Exercises:
- 1) In the Superboy text, who was the only person left alive when he escaped his test tube?
- 2) Say whether each statement agrees with the Superboy text, answering yes or no and quoting the words that decide it: (a) A weight machine showed he could lift more than three tons. (b) Superman used his Kryptonian armor to stabilize Superboy after H'El disrupted his DNA. (c) Superboy flew from San Francisco to the Arctic in under an hour while carrying Batman.
- 3) Continue the Superboy text from its last sentence.

Given text:

§

In the New 52, it seems that Superboy has not yet obtained all of his Kryptonian powers and his only abilities are his tactile telekinesis and a degree of superhuman strength (a weight machine shows he is able to lift in excess of three tons with no strain at all in issue five) as well as a superhuman healing factor (something Harvest pointed out after Superboy's fight with Grunge) and is even able to bend light around him to turn invisible. In this version, it seems that his tactile telekinesis is far more powerful than in previous incarnations. It now operates like regular telekinesis, letting him levitate objects at a distance and also providing greater awareness of his environment, akin to a type of sonar. Superboy's telekinetic abilities also enable him to hyper accelerate himself at amazing speeds. It has become so powerful that when he escaped his test tube, he managed to destroy the entire laboratory and killed everyone inside save for Dr. Caitlin Fairchild. Later, he has shown that his power is so immense that he managed to destroy an entire prison complex while he was unconscious, which led to the belief that he doesn't have complete control over the ability.

It has been revealed that Kon-El is a clone of Jon Lane Kent, Lois and Clark's son from an alternate-timeline future. Jon's hybrid nature led to genetic instability. To solve this problem, Harvest created the clone Superboy as a test and added two extra DNA strands with the human strand from Lois Lane and the Kryptonian strand from Superman. Harvest hoped that Lois and Clark's DNA could counteract the genetic disorder found in Jon's trans-alien DNA. Superboy's creation and stability proved a success. Superboy's telekinetic power stems from Jon Kent's DNA, who also possesses this power due to being a Human/Kryptonian hybrid born under a yellow sun. Kon-El's power was temporarily shown to dwarf Jon's which may be the result of the addition of Lois and Clark's DNA.

When the villainous Kryptonian H'El manages to disrupt his DNA, Superman uses his Kryptonian armor to stabilize Superboy's condition. His tactile telekinesis is condensed, enhancing his physical abilities, but also cutting into his sensory abilities and limiting the range of his power to the point that he has to be in direct contact with an object to mentally affect it. He has since seemingly recovered with his power returned to normal.

Kryptonian powers
During Teen Titans, Superboy developed Kryptonian powers including heat vision, x-ray vision, and super-hearing. He also developed Kryptonian invulnerability. He also has developed Kryptonian level super strength, as shown when he battled the hugely powerful Superboy-Prime and even managed to damage him with some of his blows, when some characters such as Black Adam could not. When the Titans encountered their future selves, he found his future self had greater telekinetic abilities (no longer limited to tactile telekinesis), was stronger, more durable, and faster. Superboy later states that he has developed telescopic vision and eventually figures out how to use his freeze breath. It has also been shown in Teen Titans that he is much faster, traveling from San Francisco to the Arctic in less than an hour whilst carrying Nightwing. Superboy, like Superman, derives his Kryptonian powers from the absorption of solar energy from the Earth's yellow sun, and he is as vulnerable to Kryptonite and magic as is the Man of Steel.

§

(Records taken from a dataset)

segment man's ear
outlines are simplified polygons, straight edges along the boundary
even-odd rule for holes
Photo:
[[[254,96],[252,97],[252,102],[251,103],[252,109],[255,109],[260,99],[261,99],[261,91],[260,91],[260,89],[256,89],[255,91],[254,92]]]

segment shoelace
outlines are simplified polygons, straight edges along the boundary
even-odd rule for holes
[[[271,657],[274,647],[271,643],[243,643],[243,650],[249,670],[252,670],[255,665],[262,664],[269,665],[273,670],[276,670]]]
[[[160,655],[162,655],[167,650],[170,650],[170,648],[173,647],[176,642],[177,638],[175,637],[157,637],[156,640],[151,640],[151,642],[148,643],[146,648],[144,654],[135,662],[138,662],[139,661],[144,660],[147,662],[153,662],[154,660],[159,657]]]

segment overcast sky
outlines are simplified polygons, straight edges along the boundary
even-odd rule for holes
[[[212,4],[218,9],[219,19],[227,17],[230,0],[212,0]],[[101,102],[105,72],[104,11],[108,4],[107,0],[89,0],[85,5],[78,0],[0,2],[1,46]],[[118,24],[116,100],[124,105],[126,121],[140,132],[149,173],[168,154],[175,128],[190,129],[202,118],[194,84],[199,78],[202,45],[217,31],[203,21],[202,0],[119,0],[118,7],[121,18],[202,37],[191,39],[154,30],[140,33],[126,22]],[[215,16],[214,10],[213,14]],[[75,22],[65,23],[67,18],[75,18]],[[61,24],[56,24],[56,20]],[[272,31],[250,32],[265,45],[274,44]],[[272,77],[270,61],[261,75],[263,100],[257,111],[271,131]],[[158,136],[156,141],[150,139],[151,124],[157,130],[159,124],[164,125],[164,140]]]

§

Task-by-task outputs:
- 1) Dr. Caitlin Fairchild.

- 2)
(a) Yes: "a weight machine shows he is able to lift in excess of three tons with no strain at all in issue five"
(b) Yes: "When the villainous Kryptonian H'El manages to disrupt his DNA, Superman uses his Kryptonian armor to stabilize Superboy's condition."
(c) No: "traveling from San Francisco to the Arctic in less than an hour whilst carrying Nightwing"

- 3)
In the Titans Tomorrow story arc, the Kon-El Superman exhibits full Kryptonian abilities and full telekinesis with greater control of his telekinetic fields. In a fight with the future Captain Marvel, he shields himself from a magic attack, an advantage the modern Superman has never had.

A recent issue of Adventure Comics explained that since his return to life he had been trained in the use of heightened mental blocks to defend against mind control and influences, such as the brainwashing Luthor used on him. It was with this training that he was able to briefly pierce the control of the Black Lantern ring, using his heat vision to give Wonder Girl the clue needed to free him from it.

Because both Superboy and Superman as a boy absorbed less solar energy than Superman as an adult, Superboy is also less able to process the appropriate amount of solar energy as fast as Superman could: as a result, overtaxing his powers to the point of physical depletion would spell his death, as his body would literally begin to feed on itself, unable to absorb solar energy fast enough to restore itself.

Other powers
During The New 52, Superboy seemed to possess telepathy, enabling him to sense and detect the thoughts of others. Additionally, he had a high resistance to psionic attacks, allowing him to defend against mind controlling psychics.

Costumes and equipment
 Original costume (1993-2000): In his first appearance, Superboy has a black, blue and red costume with yellow accents and the red and yellow s-shield on his chest, black boots with yellow accents, two black belts with a yellow belt on the right leg, red gloves, fade haircut. The Newsboy Legion gave him a black leather jacket that belonged to a Cadmus worker and when he signed with WGBS, he started wearing black leather jackets with the yellow s-shield on the back along with the addition of black shades and a gold earring to his outfit. He had a red cape that was left behind at Project Cadmus and he later appeared with it when he was changed into an adult during "Sins of Youth". Superboy acquires red "super-goggles" from Professor Hamilton after giving Superboy a cellular diagnostic at S.T.A.R. Labs. The goggles provided him with x-ray vision like Superman but also included other vision powers including heat vision and infrared vision capabilities. The goggles are briefly lost during a mission with the Suicide Squad and then used against Superboy by The Technician, a criminal inventor. After re-acquiring the goggles, Superboy decides to rely on his natural abilities and destroys the goggles rather than risk them falling into the wrong hands again.
 "Superboy: The Last Boy On Earth" (1998): During the "Superboy: The Last Boy On Earth" storyline, his hair is grown past the shoulders with a look similar to the Jack Kirby character Kamandi; blue torn shorts, red boots, red gloves, and a stone necklace with a red and yellow "S" medallion that resembled the S-shield but was the serpentine mark of the slave trader Sacker. He is later given a blue tunic.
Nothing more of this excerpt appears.